**** LISTED RECORDS ****

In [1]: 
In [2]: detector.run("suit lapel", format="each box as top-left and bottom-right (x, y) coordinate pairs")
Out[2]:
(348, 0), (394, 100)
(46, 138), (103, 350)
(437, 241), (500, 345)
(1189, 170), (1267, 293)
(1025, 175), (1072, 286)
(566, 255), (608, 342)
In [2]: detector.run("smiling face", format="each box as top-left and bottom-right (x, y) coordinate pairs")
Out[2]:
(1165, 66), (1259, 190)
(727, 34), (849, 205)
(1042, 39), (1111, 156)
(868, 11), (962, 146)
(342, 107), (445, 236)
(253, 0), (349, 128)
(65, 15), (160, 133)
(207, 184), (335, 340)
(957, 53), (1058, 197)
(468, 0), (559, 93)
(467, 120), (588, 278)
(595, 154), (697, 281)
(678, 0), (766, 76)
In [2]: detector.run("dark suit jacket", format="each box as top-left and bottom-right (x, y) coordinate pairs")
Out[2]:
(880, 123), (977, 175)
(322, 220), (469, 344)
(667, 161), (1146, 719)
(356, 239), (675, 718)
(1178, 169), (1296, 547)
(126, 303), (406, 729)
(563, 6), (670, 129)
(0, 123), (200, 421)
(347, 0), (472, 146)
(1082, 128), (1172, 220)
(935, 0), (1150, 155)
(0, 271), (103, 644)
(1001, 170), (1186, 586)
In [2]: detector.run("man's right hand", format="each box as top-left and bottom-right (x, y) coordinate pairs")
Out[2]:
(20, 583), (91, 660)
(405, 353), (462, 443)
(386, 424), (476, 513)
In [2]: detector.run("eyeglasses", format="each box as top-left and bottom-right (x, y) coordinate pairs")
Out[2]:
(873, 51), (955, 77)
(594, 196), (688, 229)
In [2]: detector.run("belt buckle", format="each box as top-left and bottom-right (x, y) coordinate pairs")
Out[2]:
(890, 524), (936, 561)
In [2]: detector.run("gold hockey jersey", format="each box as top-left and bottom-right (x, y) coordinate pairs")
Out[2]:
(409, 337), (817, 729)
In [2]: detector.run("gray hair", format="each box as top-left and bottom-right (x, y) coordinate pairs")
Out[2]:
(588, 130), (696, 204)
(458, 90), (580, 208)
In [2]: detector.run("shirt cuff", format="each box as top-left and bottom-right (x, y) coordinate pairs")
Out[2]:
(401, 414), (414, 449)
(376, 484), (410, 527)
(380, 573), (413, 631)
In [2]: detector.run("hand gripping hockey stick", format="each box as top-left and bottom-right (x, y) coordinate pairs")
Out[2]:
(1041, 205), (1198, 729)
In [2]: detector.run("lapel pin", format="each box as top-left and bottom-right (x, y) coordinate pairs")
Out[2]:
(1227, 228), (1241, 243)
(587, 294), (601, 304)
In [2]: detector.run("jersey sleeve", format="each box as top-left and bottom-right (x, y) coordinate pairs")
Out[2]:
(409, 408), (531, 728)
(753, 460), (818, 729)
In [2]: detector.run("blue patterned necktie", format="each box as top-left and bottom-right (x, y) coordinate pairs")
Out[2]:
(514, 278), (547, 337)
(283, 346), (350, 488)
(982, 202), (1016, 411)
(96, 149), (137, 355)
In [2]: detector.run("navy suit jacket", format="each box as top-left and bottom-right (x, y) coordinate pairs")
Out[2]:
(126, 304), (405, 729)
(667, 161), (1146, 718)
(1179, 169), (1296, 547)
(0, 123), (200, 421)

****

Output the data once more, exactly as given.

In [1]: 
In [2]: detector.run("suit lapel", format="each box as top-left and bottom-right (x, y) coordinate pairs")
Out[2]:
(348, 0), (394, 100)
(46, 138), (103, 350)
(437, 241), (500, 345)
(1189, 170), (1267, 293)
(1025, 175), (1072, 286)
(566, 255), (608, 342)
In [2]: detector.run("smiling face", format="each box as top-left and bottom-right (x, y) coordinate pairs")
Out[2]:
(1165, 66), (1259, 190)
(727, 34), (849, 205)
(1042, 39), (1111, 156)
(868, 11), (962, 146)
(342, 107), (445, 236)
(253, 0), (349, 128)
(65, 15), (160, 133)
(207, 184), (335, 340)
(957, 53), (1058, 197)
(468, 0), (559, 93)
(467, 120), (588, 278)
(595, 154), (697, 281)
(678, 0), (766, 76)
In [2]: detector.run("dark suit jacket", format="each box as top-left and bottom-right (x, y) coordinate pairs")
Out[2]:
(880, 123), (977, 175)
(322, 220), (469, 344)
(667, 161), (1146, 719)
(356, 239), (675, 718)
(1178, 169), (1296, 547)
(126, 303), (406, 729)
(563, 6), (670, 129)
(0, 123), (200, 421)
(347, 0), (472, 146)
(1082, 128), (1172, 220)
(935, 0), (1150, 155)
(0, 271), (103, 644)
(1001, 170), (1186, 586)
In [2]: detector.run("man's right hand", format="each box as top-left and bottom-right (x, y) coordinate pairs")
Out[2]:
(20, 583), (91, 660)
(405, 353), (462, 443)
(386, 424), (476, 513)
In [2]: detector.run("eyeglasses", format="each box as top-left and bottom-right (x, y) coordinate pairs")
Out[2]:
(873, 51), (955, 77)
(594, 196), (688, 229)
In [2]: detector.run("belt buckle", format="each box as top-left and bottom-right (x, y) coordinate pairs")
Out[2]:
(890, 524), (936, 561)
In [2]: detector.run("gold hockey jersey", format="each box as top-left and bottom-right (x, y) coordinate pairs")
Out[2]:
(409, 337), (817, 729)
In [2]: detector.run("gray hair", format="each box as top-left and bottom-right (x, y) coordinate pairs")
Out[2]:
(588, 130), (696, 204)
(458, 90), (580, 208)
In [2]: detector.run("shirt cuff", format="each box as top-left and bottom-right (x, y) coordinate pairs")
Out[2]:
(401, 414), (414, 449)
(376, 484), (410, 527)
(380, 573), (413, 631)
In [2]: detector.run("hand gripping hockey stick", format="each box as top-left and bottom-right (x, y) coordinate pairs")
Out[2]:
(1041, 205), (1198, 729)
In [2]: detector.run("lapel pin", format="each box as top-left and bottom-right (x, y) coordinate pairs")
Out[2]:
(1227, 228), (1241, 243)
(587, 294), (601, 304)
In [2]: detector.run("jersey sleeve", format="each box as top-left and bottom-right (x, y) coordinate pairs")
Out[2]:
(409, 408), (531, 728)
(753, 460), (818, 729)
In [2]: detector.run("blue patterned necktie", format="each box as top-left and bottom-right (x, y) coordinate pairs")
Out[2]:
(514, 278), (547, 337)
(283, 346), (350, 488)
(982, 202), (1016, 411)
(96, 149), (137, 355)
In [2]: detector.run("navy suit jacket", format="each box as top-left and bottom-right (x, y) coordinate pairs")
Out[2]:
(126, 304), (405, 729)
(667, 161), (1146, 718)
(1179, 169), (1296, 547)
(0, 123), (200, 421)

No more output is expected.